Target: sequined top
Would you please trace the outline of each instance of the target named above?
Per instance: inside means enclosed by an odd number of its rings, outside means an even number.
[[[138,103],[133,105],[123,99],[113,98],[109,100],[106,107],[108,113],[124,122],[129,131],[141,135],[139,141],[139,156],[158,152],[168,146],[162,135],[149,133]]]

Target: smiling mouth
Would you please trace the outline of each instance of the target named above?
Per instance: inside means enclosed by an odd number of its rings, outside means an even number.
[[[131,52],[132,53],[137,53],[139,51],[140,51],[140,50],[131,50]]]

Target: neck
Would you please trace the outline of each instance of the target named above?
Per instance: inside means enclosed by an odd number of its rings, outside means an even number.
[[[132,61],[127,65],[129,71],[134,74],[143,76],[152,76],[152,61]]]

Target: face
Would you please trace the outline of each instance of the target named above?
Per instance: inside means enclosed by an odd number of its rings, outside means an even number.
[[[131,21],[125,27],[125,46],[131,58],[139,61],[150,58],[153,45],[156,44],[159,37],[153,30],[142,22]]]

■ SHORT TASK ■
Rewrite the material above so that "trace the outline" becomes "draw the boundary" everywhere it occurs, with every other word and mark left as it stands.

■ SOLUTION TO THE EXERCISE ■
Target: sequined top
Would you please draw the boundary of each instance of the target named above?
Per instance: inside means enclosed by an odd number of its rings, outside means an even number.
[[[138,103],[133,105],[123,99],[113,98],[109,100],[106,107],[108,113],[124,122],[129,131],[141,135],[139,141],[139,156],[158,152],[168,146],[162,135],[149,133]]]

Target: smiling mouth
Would you please draw the boundary of each instance of the target named above?
Per instance: inside means enclosed by an odd number of its rings, outside means an even number.
[[[131,52],[132,53],[137,53],[139,51],[140,51],[140,50],[131,50]]]

Target: neck
Would you please draw the boundary of each instance of the target named above?
Per instance: inside means enclosed by an odd number of its rings, outside means an even number.
[[[132,61],[127,65],[129,71],[134,74],[143,76],[152,76],[152,61]]]

Target: face
Would you please draw the boundary of each instance of the target named above?
Per instance: inside means enclosed by an odd number of its rings, outside means an even number.
[[[131,21],[125,27],[125,46],[131,58],[139,61],[150,58],[153,45],[156,44],[159,37],[153,30],[142,22]]]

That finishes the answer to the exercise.